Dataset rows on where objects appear
* Start *
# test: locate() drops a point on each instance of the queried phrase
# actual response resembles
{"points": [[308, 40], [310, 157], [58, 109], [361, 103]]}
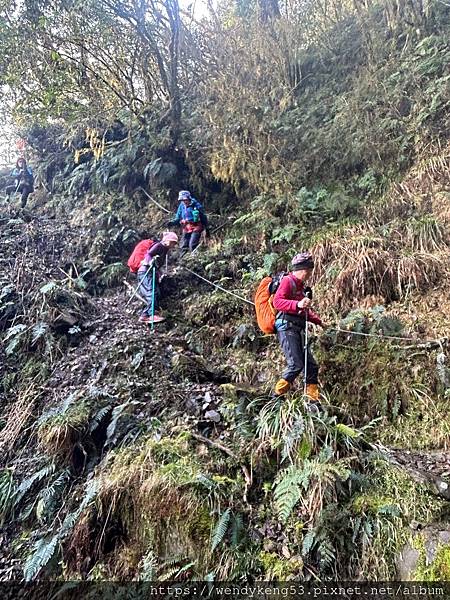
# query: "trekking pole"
{"points": [[138, 286], [14, 194], [308, 294], [153, 296]]}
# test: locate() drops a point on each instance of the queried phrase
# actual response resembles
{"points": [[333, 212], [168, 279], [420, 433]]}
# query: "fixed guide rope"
{"points": [[339, 329]]}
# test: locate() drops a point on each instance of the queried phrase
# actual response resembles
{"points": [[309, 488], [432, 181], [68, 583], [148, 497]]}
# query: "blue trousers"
{"points": [[146, 291], [190, 240], [292, 342]]}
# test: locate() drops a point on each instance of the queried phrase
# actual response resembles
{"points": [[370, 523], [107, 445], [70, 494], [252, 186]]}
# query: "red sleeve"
{"points": [[313, 317], [282, 300], [155, 250]]}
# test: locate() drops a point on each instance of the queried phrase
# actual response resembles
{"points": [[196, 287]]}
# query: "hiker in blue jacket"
* End *
Exercise details:
Reproduce every line of the material above word for word, leaving out the pictures.

Result below:
# test: locate() drops a point on each instance of the queried phrase
# actual response resembles
{"points": [[308, 40], [310, 157], [58, 109], [361, 103]]}
# query: "trekking pole"
{"points": [[138, 286], [14, 194], [308, 294], [153, 296]]}
# test: locate() drops a point on each instance of the queried phrase
# actual response resembles
{"points": [[333, 212], [168, 279], [420, 433]]}
# query: "fixed guide rope"
{"points": [[339, 329]]}
# test: locate() drops a point on each instance of the queried phrase
# actual response resembles
{"points": [[309, 488], [432, 181], [68, 583], [148, 497]]}
# query: "blue trousers"
{"points": [[146, 291], [190, 240], [292, 342]]}
# test: locate() drops a point on each instance of the queried phrase
# actual response resembles
{"points": [[370, 523], [107, 445], [70, 494], [252, 186]]}
# query: "red sleeve"
{"points": [[313, 317], [282, 300], [155, 250]]}
# test: locate() drops a point on each instance of the queried phrase
# actual response resembles
{"points": [[196, 287]]}
# query: "hiker in blue jacket"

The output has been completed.